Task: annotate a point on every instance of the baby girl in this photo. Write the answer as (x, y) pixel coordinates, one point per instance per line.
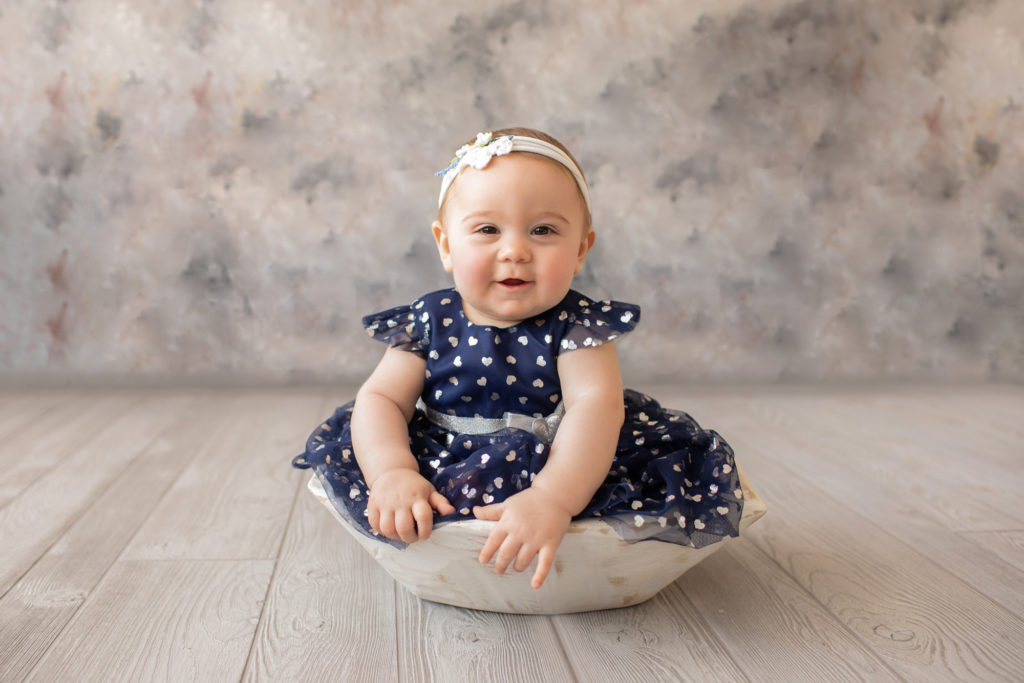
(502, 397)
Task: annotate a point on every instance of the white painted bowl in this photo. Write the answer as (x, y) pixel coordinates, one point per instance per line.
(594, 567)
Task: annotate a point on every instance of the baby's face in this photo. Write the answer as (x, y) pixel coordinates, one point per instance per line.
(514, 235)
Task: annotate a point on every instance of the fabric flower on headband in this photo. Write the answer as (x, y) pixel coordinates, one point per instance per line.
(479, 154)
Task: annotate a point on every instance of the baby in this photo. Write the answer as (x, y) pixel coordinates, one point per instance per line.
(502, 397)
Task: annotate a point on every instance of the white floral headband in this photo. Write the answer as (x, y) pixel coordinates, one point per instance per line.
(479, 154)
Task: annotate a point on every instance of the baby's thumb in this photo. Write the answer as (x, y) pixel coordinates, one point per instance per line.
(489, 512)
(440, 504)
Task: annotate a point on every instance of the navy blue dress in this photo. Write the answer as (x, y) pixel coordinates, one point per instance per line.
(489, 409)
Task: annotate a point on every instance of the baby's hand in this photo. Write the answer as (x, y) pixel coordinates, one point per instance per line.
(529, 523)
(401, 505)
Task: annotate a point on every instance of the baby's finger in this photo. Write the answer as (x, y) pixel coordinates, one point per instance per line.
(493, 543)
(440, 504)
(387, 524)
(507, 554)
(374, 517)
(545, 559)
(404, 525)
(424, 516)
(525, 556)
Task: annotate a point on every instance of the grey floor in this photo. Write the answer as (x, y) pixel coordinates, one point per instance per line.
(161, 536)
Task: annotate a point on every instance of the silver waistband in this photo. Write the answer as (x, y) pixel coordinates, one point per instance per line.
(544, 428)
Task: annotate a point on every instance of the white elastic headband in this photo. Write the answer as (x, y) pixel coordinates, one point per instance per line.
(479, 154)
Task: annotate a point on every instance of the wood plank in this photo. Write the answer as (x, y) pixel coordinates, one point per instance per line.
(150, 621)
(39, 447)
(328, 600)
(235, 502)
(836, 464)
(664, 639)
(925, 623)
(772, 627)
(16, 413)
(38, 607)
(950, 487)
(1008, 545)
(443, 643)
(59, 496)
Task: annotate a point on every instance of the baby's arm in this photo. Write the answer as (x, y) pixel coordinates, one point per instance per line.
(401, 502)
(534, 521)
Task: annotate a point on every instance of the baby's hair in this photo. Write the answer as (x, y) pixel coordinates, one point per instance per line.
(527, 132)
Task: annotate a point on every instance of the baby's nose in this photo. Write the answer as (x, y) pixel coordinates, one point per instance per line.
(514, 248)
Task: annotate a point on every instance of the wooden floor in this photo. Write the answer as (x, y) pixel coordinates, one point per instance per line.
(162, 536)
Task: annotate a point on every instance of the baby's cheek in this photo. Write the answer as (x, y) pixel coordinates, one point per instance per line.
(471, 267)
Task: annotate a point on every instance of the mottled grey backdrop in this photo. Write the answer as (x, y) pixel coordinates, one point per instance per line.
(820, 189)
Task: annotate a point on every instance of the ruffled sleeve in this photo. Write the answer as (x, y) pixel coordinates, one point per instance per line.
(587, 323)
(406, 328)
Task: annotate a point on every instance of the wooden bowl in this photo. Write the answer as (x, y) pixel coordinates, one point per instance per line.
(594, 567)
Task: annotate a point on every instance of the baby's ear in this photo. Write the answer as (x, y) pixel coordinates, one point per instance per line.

——

* Task item
Reproduce the listing above exactly, without a single picture.

* Task answer
Task: annotate a point on every instance of the baby girl in this photo. Write the answer as (x, y) pixel coordinates, one point per instance per line.
(502, 397)
Task: annotate a point on every instance of the white painted bowl in this photo. Write the answer as (x, y) pixel coordinates, one point per instance per line.
(594, 567)
Task: annotate a point on every instance of the baby's face in this photo. Write the answer as (x, y) pixel coordinates, one point per instance per line.
(514, 235)
Task: annotate a point on every instance of the fabric flower on headband in this photo. Write the answer as (x, y) pixel coordinates, one point per instance per line.
(479, 154)
Task: annotate a point on every instance of the baby in this photo. Write the answer as (x, y) pixel coordinates, one point per instance per line.
(502, 397)
Task: annotate a point on every instance of the white floral headband in this photo. Write the answer as (x, y) pixel coordinates, one point per instance per line.
(479, 154)
Task: annotate a point on every instance of the baby's thumb in this photo. Write the answer as (x, y) pixel coordinates, one point per instance per line.
(489, 512)
(440, 504)
Task: annotate a point on every instance of the navy blue dress in this photo. Write the answer as (x, y) pixel coordinates, one point per instance per line.
(489, 409)
Task: annotate a point on every instance of the baby's hand in this photo. Write the answer as (x, y) pixel coordinates, one point per instance per line.
(529, 523)
(401, 505)
Task: annotate a point on every instance of the baby's finger in this photo. Write the answer as (x, y) pixel coordinates, one point per instance per line.
(493, 543)
(440, 504)
(387, 524)
(507, 554)
(374, 517)
(545, 559)
(404, 525)
(424, 516)
(525, 556)
Task: annotate a point on every instance of the grey floor in this photo. Write the answer as (x, y) pixel coordinates, one point per instance per line.
(161, 536)
Task: annotate a point on every instance of the silver waistband in this photo. Write the answer as (x, y) pixel coordinates, one point per instance per line.
(544, 428)
Task: annotate a point on every instance of the white elastic headband in this photo. Write the answer as (x, y) pixel coordinates, one point per instance per line.
(479, 154)
Task: annotate a point on every instance of the wood plank in this photo. Write the answer as (x, y) pixel coordinates, one point per instance per line.
(150, 621)
(39, 447)
(328, 600)
(235, 502)
(836, 464)
(664, 639)
(925, 623)
(772, 627)
(16, 413)
(38, 607)
(950, 487)
(1008, 545)
(443, 643)
(59, 496)
Task: annotate a point on every instance of the baby's arm in this photo. Write the answer as (x, y) pixel coordinates, one point per instance per line.
(401, 502)
(534, 521)
Task: annotate a point on every instance of the baby's hair in this photo. Write the answer as (x, y) pixel coordinates, one point per instance per line.
(527, 132)
Task: annotate a point on every instance of the baby's nose in this photo. Write the answer as (x, y) pixel coordinates, one point per instance per line.
(514, 248)
Task: annotate a point on every instance of the wooden floor in this photo. Write the answer as (x, y) pixel coordinates, one point per instance per line.
(162, 536)
Task: annotate a point on every instance of the baby's cheek in this photo. Write the answer as (x, y) pixel coordinates, one point per instance per line.
(471, 267)
Task: annotate a point on every instance of the mottled grey backdrop in this photo. Write the answer as (x, y) pixel coordinates, one point per instance per line.
(820, 189)
Task: annotate a point on every instance of the ruffled sleeve in this photo. Write the answer as (x, y) pixel coordinates, one point per instance per line.
(587, 323)
(406, 328)
Task: annotate a point on every instance of the wooden bowl in this photo. Write the answer as (x, y) pixel coordinates, one point per instance per line.
(594, 567)
Task: annotate a point on every instance of the baby's ear in this photo. Write the answer as (x, y) pixel coordinates, one point per instance per line.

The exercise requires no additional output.